───── GIVEN PASSAGE ─────

The Secretary of State may not agree with one word of that survey. She may also not agree with the report published in June by the House of Commons Select Committee on Trade and Industry, which has severely criticised the Government's failure to give proper support for small businesses. In fact, her spokesman arrogantly dismissed the all-party report by saying, the Committee is entitled to its views".

Nevertheless, in case the Secretary of State is wrong about the need for exemptions to be made from the national minimum wage and the Forum of Private Business' survey is right, she needs the power to correct the mistake that we feel she is making.

The Secretary of State does not have to exercise her discretion if she does not choose to do so. We find it inexplicable that she is adamantly against having the right to adjust the national minimum wage if circumstances demand it as, indeed, happens in other countries where there is a minimum wage. There is no reason except, as some people might suspect, a deal with the TUC that there will never, never, never be any exceptions, no matter what the circumstances.

There is, however, no justifiable reason why the Secretary of State should impose this self-denying ordinance on herself, by declining the power to think again without having to come back with an amending Act.

Finally, before leaving this amendment, I would like to remind the Minister that throughout the Committee stage he and his noble and learned friend the Solicitor-General repeatedly professed the Government's desire for what they called "flexibility" in the operation of the Act. In fact, in rejecting no fewer than six amendments, they did so on the grounds that the Bill as drafted provided greater flexibility. The noble Lord, Lord Clinton-Davis, actually used the word "flexibility" on five occasions; and the noble and learned Lord the Solicitor-General used it twice.

In this amendment, which must be the mother of all Henry VIII clauses, we propose that the Secretary of State shall have the power to amend the Act by order in no fewer than five separate ways—one for each of the flexibilities sought by the noble Lord, Lord Clinton-Davis, if, but only if, she chooses to avail herself of it. That is real flexibility. So much flexibility, in fact, that as well as being the Ministers' "right honourable friend", in the words of a well known credit card advert, she will also be their "flexible friend".

I now turn briefly to the other amendments in this group, Amendments Nos. 6, 8 and 10, which seek to delete the provisions of Clauses 2(7), 3(3) and 4(2) respectively. Those are the provisions which inhibit the Secretary of State from exercising any discretion over the application of this legislation. If the proposed new clause to which I have just spoken—that is, Amendment No. 1—is accepted by your Lordships, each of the subsections to which I have just referred will be inconsistent with it and will need to be removed. I beg to move.

3.30 p.m.

The Chairman of Committees

My Lords, as Amendment No. 6 has also been spoken to, I must point out to your Lordships that if that amendment is agreed to, I cannot call Amendment No. 7.

Baroness Turner of Camden

My Lords, the noble Baroness referred to "flexibility". Is she seeking flexibility for employers simply to employ vulnerable people as sweated labour? Is that what the noble Baroness is seeking? This is a human rights issue.

Baroness Miller of Hendon

My Lords, the noble Baroness should know me better than that and should know that I am seeking flexibility—

Baroness Turner of Camden

I hope so!

─────

GIVEN REQUEST A >>
Retype the part of the minimum wage debate between "I now turn briefly" and "Amendment No. 7.", inclusive.
The minimum wage debate above has nothing to do with the rows that come next.

───── RECORDS FOR THIS TASK ─────

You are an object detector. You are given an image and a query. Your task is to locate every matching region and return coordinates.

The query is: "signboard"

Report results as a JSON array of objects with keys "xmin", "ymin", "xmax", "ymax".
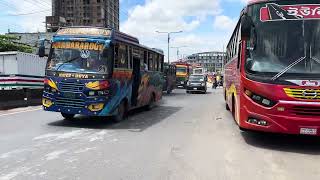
[
  {"xmin": 52, "ymin": 42, "xmax": 104, "ymax": 51},
  {"xmin": 260, "ymin": 3, "xmax": 320, "ymax": 22},
  {"xmin": 57, "ymin": 28, "xmax": 112, "ymax": 36}
]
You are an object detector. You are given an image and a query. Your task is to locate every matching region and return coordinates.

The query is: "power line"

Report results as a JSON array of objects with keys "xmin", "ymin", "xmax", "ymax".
[
  {"xmin": 0, "ymin": 1, "xmax": 16, "ymax": 9},
  {"xmin": 24, "ymin": 0, "xmax": 50, "ymax": 8},
  {"xmin": 6, "ymin": 9, "xmax": 51, "ymax": 16}
]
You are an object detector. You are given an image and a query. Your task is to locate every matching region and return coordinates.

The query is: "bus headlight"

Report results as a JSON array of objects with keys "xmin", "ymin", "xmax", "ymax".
[
  {"xmin": 42, "ymin": 98, "xmax": 53, "ymax": 108},
  {"xmin": 43, "ymin": 78, "xmax": 58, "ymax": 90},
  {"xmin": 86, "ymin": 81, "xmax": 110, "ymax": 90},
  {"xmin": 244, "ymin": 89, "xmax": 277, "ymax": 107},
  {"xmin": 88, "ymin": 103, "xmax": 104, "ymax": 112}
]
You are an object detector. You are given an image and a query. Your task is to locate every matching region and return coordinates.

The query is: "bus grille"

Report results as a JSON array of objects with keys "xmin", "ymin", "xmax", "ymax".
[
  {"xmin": 284, "ymin": 88, "xmax": 320, "ymax": 100},
  {"xmin": 59, "ymin": 82, "xmax": 84, "ymax": 93},
  {"xmin": 292, "ymin": 106, "xmax": 320, "ymax": 117},
  {"xmin": 55, "ymin": 97, "xmax": 85, "ymax": 108}
]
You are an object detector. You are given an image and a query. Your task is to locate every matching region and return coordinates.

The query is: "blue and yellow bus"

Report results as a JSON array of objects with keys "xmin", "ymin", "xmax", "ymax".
[{"xmin": 39, "ymin": 27, "xmax": 164, "ymax": 122}]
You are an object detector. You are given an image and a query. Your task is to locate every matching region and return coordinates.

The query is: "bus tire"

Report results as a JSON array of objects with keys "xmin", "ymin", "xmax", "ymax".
[
  {"xmin": 167, "ymin": 88, "xmax": 172, "ymax": 94},
  {"xmin": 113, "ymin": 101, "xmax": 127, "ymax": 123},
  {"xmin": 226, "ymin": 102, "xmax": 230, "ymax": 111},
  {"xmin": 232, "ymin": 95, "xmax": 236, "ymax": 121},
  {"xmin": 61, "ymin": 113, "xmax": 75, "ymax": 121},
  {"xmin": 146, "ymin": 94, "xmax": 156, "ymax": 111}
]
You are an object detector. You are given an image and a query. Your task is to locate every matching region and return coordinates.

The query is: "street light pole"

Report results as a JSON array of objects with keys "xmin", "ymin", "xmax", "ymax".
[
  {"xmin": 156, "ymin": 31, "xmax": 183, "ymax": 64},
  {"xmin": 171, "ymin": 46, "xmax": 187, "ymax": 60}
]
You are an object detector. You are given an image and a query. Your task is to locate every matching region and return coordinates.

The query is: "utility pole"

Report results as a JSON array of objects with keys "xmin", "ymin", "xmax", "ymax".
[{"xmin": 156, "ymin": 31, "xmax": 183, "ymax": 64}]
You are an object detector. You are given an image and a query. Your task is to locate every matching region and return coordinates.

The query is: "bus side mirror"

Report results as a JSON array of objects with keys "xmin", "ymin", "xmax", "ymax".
[
  {"xmin": 102, "ymin": 49, "xmax": 108, "ymax": 57},
  {"xmin": 241, "ymin": 14, "xmax": 254, "ymax": 38},
  {"xmin": 38, "ymin": 46, "xmax": 46, "ymax": 57}
]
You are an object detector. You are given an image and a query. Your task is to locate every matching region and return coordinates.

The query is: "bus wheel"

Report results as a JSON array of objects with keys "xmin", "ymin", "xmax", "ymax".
[
  {"xmin": 113, "ymin": 101, "xmax": 127, "ymax": 123},
  {"xmin": 61, "ymin": 113, "xmax": 75, "ymax": 121},
  {"xmin": 146, "ymin": 94, "xmax": 156, "ymax": 111},
  {"xmin": 226, "ymin": 102, "xmax": 230, "ymax": 111},
  {"xmin": 232, "ymin": 96, "xmax": 236, "ymax": 121},
  {"xmin": 167, "ymin": 88, "xmax": 171, "ymax": 94}
]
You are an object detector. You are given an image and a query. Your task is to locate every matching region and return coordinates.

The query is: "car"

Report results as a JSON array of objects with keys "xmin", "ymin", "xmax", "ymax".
[{"xmin": 186, "ymin": 75, "xmax": 207, "ymax": 94}]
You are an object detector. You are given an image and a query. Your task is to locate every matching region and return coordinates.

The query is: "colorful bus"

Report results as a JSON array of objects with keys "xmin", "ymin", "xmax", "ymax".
[
  {"xmin": 175, "ymin": 62, "xmax": 192, "ymax": 88},
  {"xmin": 224, "ymin": 0, "xmax": 320, "ymax": 135},
  {"xmin": 163, "ymin": 63, "xmax": 176, "ymax": 94},
  {"xmin": 39, "ymin": 27, "xmax": 164, "ymax": 122}
]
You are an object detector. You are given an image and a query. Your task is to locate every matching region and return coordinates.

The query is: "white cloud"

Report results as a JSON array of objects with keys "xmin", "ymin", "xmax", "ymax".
[
  {"xmin": 1, "ymin": 0, "xmax": 52, "ymax": 32},
  {"xmin": 213, "ymin": 15, "xmax": 237, "ymax": 31},
  {"xmin": 120, "ymin": 0, "xmax": 222, "ymax": 59}
]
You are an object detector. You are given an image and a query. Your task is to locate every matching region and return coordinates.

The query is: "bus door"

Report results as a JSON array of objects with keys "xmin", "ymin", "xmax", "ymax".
[{"xmin": 131, "ymin": 57, "xmax": 141, "ymax": 106}]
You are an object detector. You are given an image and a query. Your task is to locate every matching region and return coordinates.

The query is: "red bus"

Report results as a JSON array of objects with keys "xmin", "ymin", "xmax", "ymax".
[{"xmin": 224, "ymin": 0, "xmax": 320, "ymax": 136}]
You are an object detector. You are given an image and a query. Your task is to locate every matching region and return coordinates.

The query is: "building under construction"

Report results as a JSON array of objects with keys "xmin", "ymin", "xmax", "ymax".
[{"xmin": 46, "ymin": 0, "xmax": 119, "ymax": 31}]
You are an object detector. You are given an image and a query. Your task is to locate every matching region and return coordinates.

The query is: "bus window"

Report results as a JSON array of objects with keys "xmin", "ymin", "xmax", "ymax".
[
  {"xmin": 148, "ymin": 52, "xmax": 153, "ymax": 71},
  {"xmin": 128, "ymin": 46, "xmax": 133, "ymax": 69},
  {"xmin": 115, "ymin": 45, "xmax": 129, "ymax": 69},
  {"xmin": 153, "ymin": 54, "xmax": 159, "ymax": 71}
]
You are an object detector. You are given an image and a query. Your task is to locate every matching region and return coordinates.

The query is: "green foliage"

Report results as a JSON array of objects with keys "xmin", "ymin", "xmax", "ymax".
[{"xmin": 0, "ymin": 35, "xmax": 33, "ymax": 53}]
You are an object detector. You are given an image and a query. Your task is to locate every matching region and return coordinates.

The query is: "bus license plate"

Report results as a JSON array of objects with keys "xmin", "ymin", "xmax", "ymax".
[
  {"xmin": 300, "ymin": 128, "xmax": 318, "ymax": 135},
  {"xmin": 63, "ymin": 92, "xmax": 76, "ymax": 98}
]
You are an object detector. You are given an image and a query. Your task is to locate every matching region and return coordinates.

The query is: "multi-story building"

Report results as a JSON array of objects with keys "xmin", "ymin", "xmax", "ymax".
[
  {"xmin": 47, "ymin": 0, "xmax": 119, "ymax": 30},
  {"xmin": 186, "ymin": 52, "xmax": 226, "ymax": 72}
]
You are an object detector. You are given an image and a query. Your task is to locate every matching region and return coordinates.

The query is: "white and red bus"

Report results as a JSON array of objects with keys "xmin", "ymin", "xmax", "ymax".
[{"xmin": 224, "ymin": 0, "xmax": 320, "ymax": 135}]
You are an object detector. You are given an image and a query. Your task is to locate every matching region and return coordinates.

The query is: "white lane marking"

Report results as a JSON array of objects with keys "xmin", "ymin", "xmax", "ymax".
[
  {"xmin": 33, "ymin": 129, "xmax": 88, "ymax": 142},
  {"xmin": 0, "ymin": 108, "xmax": 42, "ymax": 117},
  {"xmin": 45, "ymin": 150, "xmax": 67, "ymax": 161}
]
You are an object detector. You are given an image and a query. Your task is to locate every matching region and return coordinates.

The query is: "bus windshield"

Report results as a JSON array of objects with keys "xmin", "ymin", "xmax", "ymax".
[
  {"xmin": 246, "ymin": 0, "xmax": 320, "ymax": 77},
  {"xmin": 177, "ymin": 67, "xmax": 187, "ymax": 73},
  {"xmin": 47, "ymin": 42, "xmax": 110, "ymax": 74}
]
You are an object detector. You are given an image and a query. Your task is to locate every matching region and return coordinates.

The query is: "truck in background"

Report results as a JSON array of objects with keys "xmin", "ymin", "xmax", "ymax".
[
  {"xmin": 174, "ymin": 62, "xmax": 192, "ymax": 88},
  {"xmin": 0, "ymin": 51, "xmax": 47, "ymax": 90},
  {"xmin": 0, "ymin": 51, "xmax": 47, "ymax": 110}
]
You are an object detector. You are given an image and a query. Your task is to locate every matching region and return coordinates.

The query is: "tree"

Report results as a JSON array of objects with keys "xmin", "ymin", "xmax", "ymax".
[{"xmin": 0, "ymin": 35, "xmax": 33, "ymax": 53}]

─────

GIVEN REQUEST B >>
Pull out every line of the rows that contains the string "pole".

CORRECT ANSWER A >>
I now turn briefly to the other amendments in this group, Amendments Nos. 6, 8 and 10, which seek to delete the provisions of Clauses 2(7), 3(3) and 4(2) respectively. Those are the provisions which inhibit the Secretary of State from exercising any discretion over the application of this legislation. If the proposed new clause to which I have just spoken—that is, Amendment No. 1—is accepted by your Lordships, each of the subsections to which I have just referred will be inconsistent with it and will need to be removed. I beg to move.

3.30 p.m.

The Chairman of Committees

My Lords, as Amendment No. 6 has also been spoken to, I must point out to your Lordships that if that amendment is agreed to, I cannot call Amendment No. 7.

CORRECT ANSWER B >>
The query is: "street light pole"
The query is: "utility pole"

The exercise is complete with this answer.